## WORK REQUIRED
The listing should be printed again without a single change.

## RECORDS TO USE

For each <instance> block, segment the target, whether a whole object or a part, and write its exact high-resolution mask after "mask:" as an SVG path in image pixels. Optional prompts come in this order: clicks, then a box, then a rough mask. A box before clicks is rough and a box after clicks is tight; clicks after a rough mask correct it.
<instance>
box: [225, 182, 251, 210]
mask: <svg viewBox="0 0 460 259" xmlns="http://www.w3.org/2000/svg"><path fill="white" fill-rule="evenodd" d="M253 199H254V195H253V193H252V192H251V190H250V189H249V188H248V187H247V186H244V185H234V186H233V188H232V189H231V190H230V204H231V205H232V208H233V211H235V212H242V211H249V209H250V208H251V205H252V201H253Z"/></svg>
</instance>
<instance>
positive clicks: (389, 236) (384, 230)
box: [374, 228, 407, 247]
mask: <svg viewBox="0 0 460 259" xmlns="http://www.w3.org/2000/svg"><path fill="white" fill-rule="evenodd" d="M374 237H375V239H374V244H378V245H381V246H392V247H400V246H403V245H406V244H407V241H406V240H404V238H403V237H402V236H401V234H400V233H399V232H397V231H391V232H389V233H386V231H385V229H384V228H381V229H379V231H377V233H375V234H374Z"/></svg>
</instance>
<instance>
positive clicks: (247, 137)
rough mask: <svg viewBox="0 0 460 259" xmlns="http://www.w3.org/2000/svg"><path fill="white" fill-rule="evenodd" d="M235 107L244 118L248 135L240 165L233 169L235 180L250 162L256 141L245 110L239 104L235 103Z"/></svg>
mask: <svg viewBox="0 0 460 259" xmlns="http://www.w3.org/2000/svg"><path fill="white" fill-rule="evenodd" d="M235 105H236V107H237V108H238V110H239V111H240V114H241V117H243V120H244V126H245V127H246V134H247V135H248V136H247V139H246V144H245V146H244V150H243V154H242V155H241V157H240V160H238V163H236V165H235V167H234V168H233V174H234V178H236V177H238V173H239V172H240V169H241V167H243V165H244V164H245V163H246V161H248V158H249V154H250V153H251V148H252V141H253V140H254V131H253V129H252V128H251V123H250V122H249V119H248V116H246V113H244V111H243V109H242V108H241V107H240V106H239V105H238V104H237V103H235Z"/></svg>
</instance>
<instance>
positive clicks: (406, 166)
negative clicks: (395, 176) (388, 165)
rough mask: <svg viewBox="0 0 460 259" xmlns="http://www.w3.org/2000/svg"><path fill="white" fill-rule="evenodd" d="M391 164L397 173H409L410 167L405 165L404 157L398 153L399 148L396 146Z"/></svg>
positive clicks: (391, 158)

## EXERCISE SOLUTION
For each <instance> block, segment the target, whether a whole object or a part, and write its exact high-resolution mask after "mask:" as an SVG path in image pixels. Optional prompts come in this order: clicks, then a box, then a rough mask. A box before clicks is rough and a box after clicks is tight; clicks after a rough mask correct it.
<instance>
box: [225, 182, 251, 210]
mask: <svg viewBox="0 0 460 259" xmlns="http://www.w3.org/2000/svg"><path fill="white" fill-rule="evenodd" d="M253 199H254V195H253V193H252V192H251V190H250V189H249V188H248V187H247V186H244V185H234V186H233V188H232V189H231V190H230V204H231V205H232V208H233V211H235V212H242V211H249V209H250V208H251V205H252V201H253Z"/></svg>
</instance>
<instance>
positive clicks: (389, 236) (384, 230)
box: [374, 228, 407, 247]
mask: <svg viewBox="0 0 460 259" xmlns="http://www.w3.org/2000/svg"><path fill="white" fill-rule="evenodd" d="M374 237H375V239H374V244H378V245H381V246H392V247H400V246H403V245H406V244H407V241H406V240H404V238H403V237H402V236H401V234H400V233H399V232H397V231H391V232H389V233H386V231H385V229H384V228H381V229H379V231H377V233H375V234H374Z"/></svg>
</instance>
<instance>
positive clicks: (247, 137)
rough mask: <svg viewBox="0 0 460 259" xmlns="http://www.w3.org/2000/svg"><path fill="white" fill-rule="evenodd" d="M235 107L244 118L248 135L240 165L233 169L235 180L250 162L256 141L245 110L239 104L235 103Z"/></svg>
mask: <svg viewBox="0 0 460 259" xmlns="http://www.w3.org/2000/svg"><path fill="white" fill-rule="evenodd" d="M235 105H236V107H237V108H238V110H239V111H240V114H241V117H243V120H244V126H245V127H246V134H247V135H248V136H247V139H246V144H245V146H244V150H243V154H242V155H241V157H240V160H238V163H236V165H235V167H234V168H233V174H234V178H236V177H238V173H239V172H240V169H241V167H243V165H244V164H245V163H246V161H248V158H249V154H250V153H251V148H252V141H253V140H254V131H253V129H252V128H251V123H250V122H249V119H248V116H246V113H244V111H243V109H242V108H241V107H240V106H239V105H238V104H237V103H235Z"/></svg>
</instance>
<instance>
positive clicks: (406, 166)
negative clicks: (395, 176) (388, 165)
rough mask: <svg viewBox="0 0 460 259" xmlns="http://www.w3.org/2000/svg"><path fill="white" fill-rule="evenodd" d="M391 164L397 173H409L410 167L405 165L404 157L398 153L399 148L396 146Z"/></svg>
positive clicks: (391, 158)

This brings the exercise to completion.